Position annotation records

□ □ □ □

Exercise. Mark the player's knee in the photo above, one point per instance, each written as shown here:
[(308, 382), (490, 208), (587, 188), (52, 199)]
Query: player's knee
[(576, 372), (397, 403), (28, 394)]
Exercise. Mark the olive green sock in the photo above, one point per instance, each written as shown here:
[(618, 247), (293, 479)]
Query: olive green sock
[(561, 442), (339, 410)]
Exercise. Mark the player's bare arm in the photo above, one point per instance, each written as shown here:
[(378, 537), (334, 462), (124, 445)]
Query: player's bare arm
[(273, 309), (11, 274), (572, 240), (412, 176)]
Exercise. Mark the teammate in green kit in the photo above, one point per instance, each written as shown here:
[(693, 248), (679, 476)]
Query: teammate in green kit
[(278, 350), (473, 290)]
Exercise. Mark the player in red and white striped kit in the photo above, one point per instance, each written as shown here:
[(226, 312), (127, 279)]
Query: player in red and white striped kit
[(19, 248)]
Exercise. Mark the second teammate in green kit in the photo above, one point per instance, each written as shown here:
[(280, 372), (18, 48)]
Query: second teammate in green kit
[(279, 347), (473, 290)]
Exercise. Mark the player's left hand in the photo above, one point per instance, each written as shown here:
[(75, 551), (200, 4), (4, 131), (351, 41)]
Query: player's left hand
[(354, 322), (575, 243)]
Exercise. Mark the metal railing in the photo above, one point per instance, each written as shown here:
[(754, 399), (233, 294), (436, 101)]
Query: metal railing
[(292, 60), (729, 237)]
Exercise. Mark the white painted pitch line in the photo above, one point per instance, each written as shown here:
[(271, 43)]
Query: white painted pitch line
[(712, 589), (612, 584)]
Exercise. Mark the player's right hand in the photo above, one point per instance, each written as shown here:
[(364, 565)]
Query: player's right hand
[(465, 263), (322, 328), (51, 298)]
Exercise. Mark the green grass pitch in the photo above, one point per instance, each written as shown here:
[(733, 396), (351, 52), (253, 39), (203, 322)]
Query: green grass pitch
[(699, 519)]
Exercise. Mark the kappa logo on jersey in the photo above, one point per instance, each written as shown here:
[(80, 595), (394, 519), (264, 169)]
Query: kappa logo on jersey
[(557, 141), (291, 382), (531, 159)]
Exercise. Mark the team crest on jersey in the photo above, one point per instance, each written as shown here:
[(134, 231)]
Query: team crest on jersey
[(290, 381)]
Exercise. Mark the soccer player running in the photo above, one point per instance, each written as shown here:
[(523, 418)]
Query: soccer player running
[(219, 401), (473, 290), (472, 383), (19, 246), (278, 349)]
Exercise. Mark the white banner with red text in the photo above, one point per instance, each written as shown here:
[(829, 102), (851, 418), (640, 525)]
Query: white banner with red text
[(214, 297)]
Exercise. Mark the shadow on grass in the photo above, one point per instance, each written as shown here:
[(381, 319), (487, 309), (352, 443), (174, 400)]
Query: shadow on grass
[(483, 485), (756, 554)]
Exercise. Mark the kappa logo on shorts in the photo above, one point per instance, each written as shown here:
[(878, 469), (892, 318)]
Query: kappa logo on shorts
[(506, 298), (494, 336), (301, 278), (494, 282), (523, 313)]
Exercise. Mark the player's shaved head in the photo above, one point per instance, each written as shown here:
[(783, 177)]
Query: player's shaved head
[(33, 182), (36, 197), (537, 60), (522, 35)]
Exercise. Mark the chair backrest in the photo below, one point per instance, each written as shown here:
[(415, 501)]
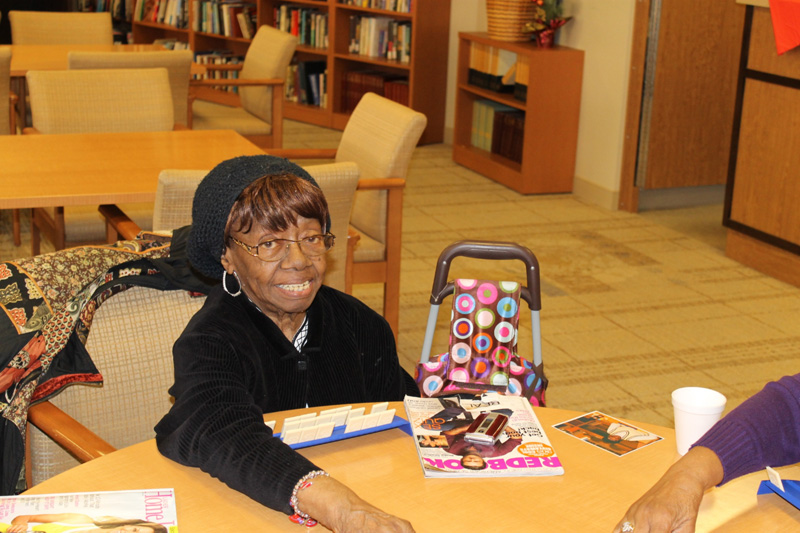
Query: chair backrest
[(5, 89), (380, 137), (137, 373), (177, 62), (268, 56), (100, 101), (175, 191), (44, 27)]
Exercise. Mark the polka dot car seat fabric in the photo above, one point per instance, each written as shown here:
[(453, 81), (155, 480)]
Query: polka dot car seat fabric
[(483, 342)]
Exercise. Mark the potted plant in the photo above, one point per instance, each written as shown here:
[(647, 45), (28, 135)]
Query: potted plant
[(547, 18)]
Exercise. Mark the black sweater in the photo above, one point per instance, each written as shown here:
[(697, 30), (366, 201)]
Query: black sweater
[(232, 364)]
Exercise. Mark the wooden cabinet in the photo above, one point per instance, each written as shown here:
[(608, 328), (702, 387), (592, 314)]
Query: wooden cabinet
[(763, 191), (551, 108), (426, 71)]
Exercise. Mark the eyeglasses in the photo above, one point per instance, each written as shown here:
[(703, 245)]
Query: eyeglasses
[(276, 249)]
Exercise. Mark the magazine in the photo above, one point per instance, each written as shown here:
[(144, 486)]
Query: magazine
[(78, 512), (445, 428), (609, 433)]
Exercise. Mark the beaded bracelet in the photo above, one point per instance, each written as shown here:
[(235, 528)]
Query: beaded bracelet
[(299, 517)]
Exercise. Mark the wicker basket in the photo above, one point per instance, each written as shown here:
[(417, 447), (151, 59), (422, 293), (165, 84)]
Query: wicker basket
[(507, 19)]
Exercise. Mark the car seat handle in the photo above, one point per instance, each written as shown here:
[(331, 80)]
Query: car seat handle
[(490, 250)]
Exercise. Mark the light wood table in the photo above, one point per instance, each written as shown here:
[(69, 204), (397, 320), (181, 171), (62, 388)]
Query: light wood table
[(383, 467), (107, 168)]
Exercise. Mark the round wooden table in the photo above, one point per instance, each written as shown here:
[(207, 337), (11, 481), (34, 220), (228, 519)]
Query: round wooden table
[(384, 469)]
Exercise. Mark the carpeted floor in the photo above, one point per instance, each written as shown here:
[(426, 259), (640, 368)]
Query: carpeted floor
[(634, 306)]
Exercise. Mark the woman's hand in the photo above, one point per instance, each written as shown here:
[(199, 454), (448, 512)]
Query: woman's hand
[(671, 504), (338, 508)]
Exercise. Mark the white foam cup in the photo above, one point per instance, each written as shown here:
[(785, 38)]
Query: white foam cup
[(696, 410)]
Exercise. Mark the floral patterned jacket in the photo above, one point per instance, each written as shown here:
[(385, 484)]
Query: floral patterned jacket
[(47, 304)]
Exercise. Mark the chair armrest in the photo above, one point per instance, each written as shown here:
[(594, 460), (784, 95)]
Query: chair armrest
[(303, 153), (67, 432), (220, 66), (378, 184), (118, 225), (237, 83)]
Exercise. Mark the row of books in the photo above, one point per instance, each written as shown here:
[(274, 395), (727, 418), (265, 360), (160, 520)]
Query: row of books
[(219, 57), (399, 6), (307, 83), (171, 12), (171, 44), (380, 37), (120, 9), (497, 128), (231, 19), (309, 25), (356, 83)]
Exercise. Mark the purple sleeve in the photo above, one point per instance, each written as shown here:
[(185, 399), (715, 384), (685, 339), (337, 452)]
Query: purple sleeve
[(763, 431)]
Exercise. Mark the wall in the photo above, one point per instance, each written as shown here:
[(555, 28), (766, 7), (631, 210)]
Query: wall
[(603, 29)]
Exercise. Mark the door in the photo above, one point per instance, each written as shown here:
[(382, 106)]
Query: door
[(690, 62)]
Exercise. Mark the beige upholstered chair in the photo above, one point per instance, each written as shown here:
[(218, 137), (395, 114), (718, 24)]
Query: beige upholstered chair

□ □ □ □

*EXERCISE DESCRIPTION*: Recast the lines of the records above as a numbered list, leaving out any blank lines and covering every record. Leave the pictures out of the answer.

*TASK OUTPUT*:
1. Exercise. Mark the player's knee in the photo above, one point per instance, each written as shown here:
2. [(308, 382), (490, 208), (587, 188), (52, 199)]
3. Query: player's knee
4. [(576, 372), (397, 403), (28, 394)]
5. Exercise. Mark the olive green sock in the photo above, one point per instance, each written as shown here:
6. [(618, 247), (293, 479)]
7. Query: olive green sock
8. [(561, 442), (339, 410)]
9. Exercise. Mark the player's bare arm in the photo above, one point per instance, each written as shown here:
10. [(378, 537), (334, 462), (124, 445)]
11. Query: player's bare arm
12. [(273, 309), (11, 274), (572, 240), (412, 176)]
13. Exercise. Mark the teammate in green kit in the photo above, one point per instance, each written as shown here:
14. [(693, 248), (679, 476)]
15. Query: teammate in green kit
16. [(278, 350), (473, 290)]
17. Exercise. Mark the player in red and white striped kit in the photo above, one point per instance, each written as shown here:
18. [(226, 312), (127, 279)]
19. Query: player in red and white striped kit
20. [(19, 248)]
21. Exercise. Mark the second teammate in green kit in the photo above, one point per instance, each written as shown here:
22. [(280, 372), (18, 48)]
23. Query: second teammate in green kit
24. [(279, 347), (473, 290)]
25. Exercise. Mark the player's left hand in the photo above, one point per instance, each written as shown here:
26. [(75, 551), (200, 4), (4, 131), (351, 41)]
27. Query: player's left hand
28. [(354, 322), (575, 243)]
29. Exercise. Mark the metal railing in the photo above, one point per instance, each written as shown here:
30. [(754, 399), (233, 294), (436, 101)]
31. Query: metal railing
32. [(292, 60), (729, 237)]
33. Exercise. Mark the white painted pitch line in the photo above, one point per instance, each written as shown here:
34. [(271, 43)]
35. Query: white painted pitch line
36. [(712, 589), (612, 584)]
37. Exercise. Mark the player's right hand in the photo above, one point per instance, each written as shown here:
38. [(364, 565)]
39. Query: player's right hand
40. [(465, 263), (322, 328), (51, 298)]
41. Exercise. Mark the green grass pitch in the photo above, one point per instance, each written as shown here:
42. [(733, 396), (351, 52), (253, 39), (203, 322)]
43. Query: green grass pitch
44. [(699, 519)]
45. Exercise. Mark the kappa logo on jersey in the photo above, one point per instance, each written as shown here:
46. [(80, 595), (394, 519), (264, 169)]
47. Query: kappa logo on jersey
48. [(557, 141), (291, 382), (531, 159)]
49. Exercise. Mark the team crest on jersey in the photo above, one point per instance, each written as shown here:
50. [(134, 231)]
51. Query: team crest on jersey
52. [(290, 381)]
53. Exercise. Mark the soccer player running in the photo above, one point per instance, each written as shown here:
54. [(523, 418)]
55. Query: soccer player running
56. [(219, 401), (473, 290), (472, 383), (19, 246), (278, 349)]
57. Exercise. Mark the white banner with red text in the photo above, one point per instance, each written as shown here:
58. [(829, 102), (851, 418), (640, 525)]
59. Query: white banner with red text
60. [(214, 297)]
61. Exercise. Mark the shadow on grass in the photo above, one point per instance, each written as shown here:
62. [(381, 319), (487, 309), (352, 443), (174, 400)]
63. Query: shadow on grass
64. [(483, 485), (756, 554)]
65. Exercise. Mark the kappa logo on shorts in the photo above, one point per instance, each written as shown here:
66. [(878, 469), (892, 318)]
67. Query: kappa logo on shorts
68. [(506, 298), (494, 336), (301, 278), (494, 282), (523, 313)]
69. Exercise. Mark the player's shaved head in the photo above, one point per instance, each written as shown here:
70. [(783, 177)]
71. Query: player's shaved head
72. [(33, 182), (36, 197), (537, 60), (522, 35)]
73. Exercise. Mark the chair backrest in the photo below, one point per instance, each written as shown here:
74. [(415, 501)]
75. Query: chair backrest
76. [(5, 89), (380, 137), (137, 373), (177, 62), (268, 56), (100, 101), (175, 191), (44, 27)]
77. Exercise. Mark the polka dot car seat fabric in the photo above, one point per instance, each written as shown here:
78. [(453, 81), (155, 480)]
79. Query: polka dot car seat fabric
80. [(483, 342)]
81. Exercise. Mark the potted plant in the photo above, one point per instance, each written as shown here:
82. [(647, 45), (28, 135)]
83. Query: potted plant
84. [(547, 18)]
85. Exercise. Mark the black sweater in the photo above, one point per instance, each written as shown here:
86. [(697, 30), (366, 201)]
87. Query: black sweater
88. [(232, 364)]
89. Exercise. Mark the wooden cabinet in the photo above, one point per instance, each written as shown here:
90. [(608, 328), (702, 387), (592, 314)]
91. Query: wooden cabinet
92. [(763, 191), (551, 108), (426, 71)]
93. Exercise. Mark the eyeglasses in the photo above, one point per instance, each written as shown here:
94. [(703, 245)]
95. Query: eyeglasses
96. [(276, 249)]
97. Exercise. Mark the magazine in the photo above, one point per instance, each written as shown here:
98. [(144, 486)]
99. Query: magazine
100. [(78, 512), (445, 428), (609, 433)]
101. Exercise. Mark the beaded bracelet in the photo above, one point per instance, each written as shown here:
102. [(235, 528)]
103. Query: beaded bracelet
104. [(299, 517)]
105. Exercise. Mark the wicker basket in the photo above, one point per instance, each written as shown here:
106. [(417, 447), (151, 59), (422, 293), (165, 84)]
107. Query: wicker basket
108. [(507, 19)]
109. Exercise. Mark the car seat handle in the photo above, one point per instance, each written as shown here:
110. [(331, 80)]
111. Query: car seat handle
112. [(490, 250)]
113. Exercise. Mark the light wood table in the photo above, one point per instance, each written as shown here:
114. [(69, 204), (397, 320), (181, 171), (62, 388)]
115. Query: light wood table
116. [(383, 467), (107, 168)]
117. Exercise. Mark the round wooden table in the photo above, one point per instance, each written as shown here:
118. [(207, 337), (11, 481), (34, 220), (228, 519)]
119. Query: round wooden table
120. [(384, 469)]
121. Exercise. Mark the carpeted floor in the photo above, one point per instance, each written as shown here:
122. [(426, 259), (640, 368)]
123. Query: carpeted floor
124. [(634, 306)]
125. Exercise. Mark the woman's hand in the photo above, one point per instance, each written as shown here:
126. [(199, 454), (448, 512)]
127. Query: woman's hand
128. [(671, 504), (338, 508)]
129. Exercise. Mark the white foam cup in the photo above, one point per instance, each written as shown here:
130. [(785, 38)]
131. Query: white foam cup
132. [(696, 410)]
133. Exercise. Mark the floral patterned jacket in the photo above, one point per instance, each written as shown here:
134. [(385, 484)]
135. Query: floral patterned jacket
136. [(47, 304)]
137. Exercise. Mark the chair armrest in the photo above, one point per instance, each written as shown here:
138. [(594, 460), (784, 95)]
139. Query: chair armrest
140. [(303, 153), (67, 432), (220, 66), (378, 184), (118, 225), (237, 83)]
141. Exercise. Mark the row of books in the photo above, one point per instance, each written as shown here:
142. [(274, 395), (727, 418), (265, 360), (160, 520)]
143. Query: row of books
144. [(219, 57), (399, 6), (307, 83), (171, 12), (171, 44), (380, 37), (120, 9), (497, 128), (231, 19), (309, 25), (356, 83)]
145. Exercise. Mark the purple sleeve in the photo above, one point per instance, each written as shown here:
146. [(185, 399), (715, 384), (685, 339), (337, 452)]
147. Query: purple sleeve
148. [(763, 431)]
149. Exercise. Mark the wall in the photo above, one point per instance, each written as shown here:
150. [(555, 28), (766, 7), (631, 210)]
151. Query: wall
152. [(603, 29)]
153. Exercise. Mark the door in the photo above, one point per instance, each written as shown here:
154. [(382, 106)]
155. Query: door
156. [(690, 62)]
157. Exercise. Mark the beige upholstered chair in the photo above, one point per instance, each written as shown here:
158. [(218, 137), (395, 114), (718, 24)]
159. Query: beige upholstered chair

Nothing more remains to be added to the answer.